# macbook pro not starting



## raptor6847 (Feb 13, 2010)

I got a macbook pro from my friend. Apparently he screwed it up when trying to bootcamp windows. The battery has expanded, so i have taken that out. I plug in the powercored, and start it up. I hear the chime, but nothing happens. it has a black screen the entire time. caps lock does not work either. Does anyone know a solution to fixing this? 

specs: 
2.2GHz Core 2 Duo
2GB ram
128MB VRAM
120gb 5400RPM hd

dont know what year it is.

thanks in advance


----------



## pmciano (Sep 19, 2012)

Is the backlight on the display lighting up or is it totally black?

Have you tried connecting an external monitor?


----------



## raptor6847 (Feb 13, 2010)

its totally black, no hint of lighting up. havent tried an external monitor yet. it seems to freeze as soon as it starts, i hear the chime, but nohting else happens. caps lock doesnt turn on when i press it either.


----------



## pmciano (Sep 19, 2012)

I'd try booting from the OS disc with an external monitor. If that works, run the Apple Hardware Test to verify the system's integrity.

____________________

WHAT YOU WILL DO>
• A. Output everything in the MacBook Pro thread from "thanks in advance" down to "an external monitor?", with no changes.
• B. In the MacBook Pro thread, which component did the original poster take out of the laptop, and why?
The data that follows is separate material, unrelated to the MacBook Pro thread.

LISTING>
____________________

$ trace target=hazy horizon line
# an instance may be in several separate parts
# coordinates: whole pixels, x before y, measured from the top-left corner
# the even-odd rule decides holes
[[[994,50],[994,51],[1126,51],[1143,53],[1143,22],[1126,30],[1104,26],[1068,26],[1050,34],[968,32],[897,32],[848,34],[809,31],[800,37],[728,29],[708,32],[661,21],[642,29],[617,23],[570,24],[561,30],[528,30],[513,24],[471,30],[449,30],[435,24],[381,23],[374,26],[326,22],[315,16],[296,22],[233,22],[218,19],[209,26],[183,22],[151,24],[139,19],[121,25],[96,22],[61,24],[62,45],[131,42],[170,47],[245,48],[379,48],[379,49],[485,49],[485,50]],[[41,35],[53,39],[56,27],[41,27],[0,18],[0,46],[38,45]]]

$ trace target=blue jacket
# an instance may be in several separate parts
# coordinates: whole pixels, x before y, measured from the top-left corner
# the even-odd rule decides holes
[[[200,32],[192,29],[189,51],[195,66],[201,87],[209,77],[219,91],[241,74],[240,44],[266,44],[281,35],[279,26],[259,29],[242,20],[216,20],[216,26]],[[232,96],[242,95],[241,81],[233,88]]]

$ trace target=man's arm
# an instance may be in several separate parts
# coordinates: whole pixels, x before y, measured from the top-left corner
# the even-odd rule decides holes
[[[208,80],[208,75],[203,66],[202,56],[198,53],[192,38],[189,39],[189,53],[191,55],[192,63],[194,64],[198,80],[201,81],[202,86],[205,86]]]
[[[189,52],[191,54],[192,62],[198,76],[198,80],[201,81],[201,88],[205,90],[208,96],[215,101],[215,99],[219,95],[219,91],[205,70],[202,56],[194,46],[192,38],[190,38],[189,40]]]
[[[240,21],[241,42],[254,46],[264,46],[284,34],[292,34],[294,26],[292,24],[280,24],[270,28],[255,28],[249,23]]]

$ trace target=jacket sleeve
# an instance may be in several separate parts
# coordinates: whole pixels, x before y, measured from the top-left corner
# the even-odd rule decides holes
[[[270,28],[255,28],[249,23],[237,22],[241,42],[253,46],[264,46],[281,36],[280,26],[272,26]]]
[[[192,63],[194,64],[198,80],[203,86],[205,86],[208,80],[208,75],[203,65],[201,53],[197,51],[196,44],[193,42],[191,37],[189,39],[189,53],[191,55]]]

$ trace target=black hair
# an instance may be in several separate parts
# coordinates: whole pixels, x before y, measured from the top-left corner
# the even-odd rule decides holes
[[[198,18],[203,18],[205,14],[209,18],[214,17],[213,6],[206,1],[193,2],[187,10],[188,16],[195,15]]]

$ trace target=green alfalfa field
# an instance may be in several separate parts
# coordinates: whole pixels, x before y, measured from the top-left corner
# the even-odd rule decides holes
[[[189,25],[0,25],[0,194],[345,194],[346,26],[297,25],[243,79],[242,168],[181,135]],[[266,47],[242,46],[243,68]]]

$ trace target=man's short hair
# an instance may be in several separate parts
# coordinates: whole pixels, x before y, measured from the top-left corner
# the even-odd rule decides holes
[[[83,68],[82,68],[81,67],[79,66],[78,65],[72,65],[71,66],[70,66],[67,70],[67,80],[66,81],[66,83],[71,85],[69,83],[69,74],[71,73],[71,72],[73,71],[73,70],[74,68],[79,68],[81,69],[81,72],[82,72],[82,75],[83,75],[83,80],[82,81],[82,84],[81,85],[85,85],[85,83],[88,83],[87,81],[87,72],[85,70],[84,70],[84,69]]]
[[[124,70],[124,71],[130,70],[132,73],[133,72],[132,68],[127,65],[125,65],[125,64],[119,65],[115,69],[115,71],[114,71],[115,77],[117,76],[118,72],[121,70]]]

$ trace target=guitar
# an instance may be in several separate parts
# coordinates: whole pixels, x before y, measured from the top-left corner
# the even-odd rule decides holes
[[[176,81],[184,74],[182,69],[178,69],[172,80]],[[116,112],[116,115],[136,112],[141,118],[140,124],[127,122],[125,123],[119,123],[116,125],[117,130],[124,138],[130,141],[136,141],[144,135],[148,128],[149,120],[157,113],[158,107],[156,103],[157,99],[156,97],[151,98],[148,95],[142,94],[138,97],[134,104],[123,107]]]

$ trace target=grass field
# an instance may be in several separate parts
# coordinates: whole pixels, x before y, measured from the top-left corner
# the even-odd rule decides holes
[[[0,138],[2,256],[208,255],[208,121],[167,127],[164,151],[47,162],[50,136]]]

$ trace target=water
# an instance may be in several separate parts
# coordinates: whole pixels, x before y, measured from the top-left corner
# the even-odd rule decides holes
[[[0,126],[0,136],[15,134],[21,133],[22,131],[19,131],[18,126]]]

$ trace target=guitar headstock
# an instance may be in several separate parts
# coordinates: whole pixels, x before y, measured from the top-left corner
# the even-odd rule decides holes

____________________

IN RESPONSE>
• A.
thanks in advance


----------



## pmciano (Sep 19, 2012)

Is the backlight on the display lighting up or is it totally black?

Have you tried connecting an external monitor?

• B. The battery, because it had expanded.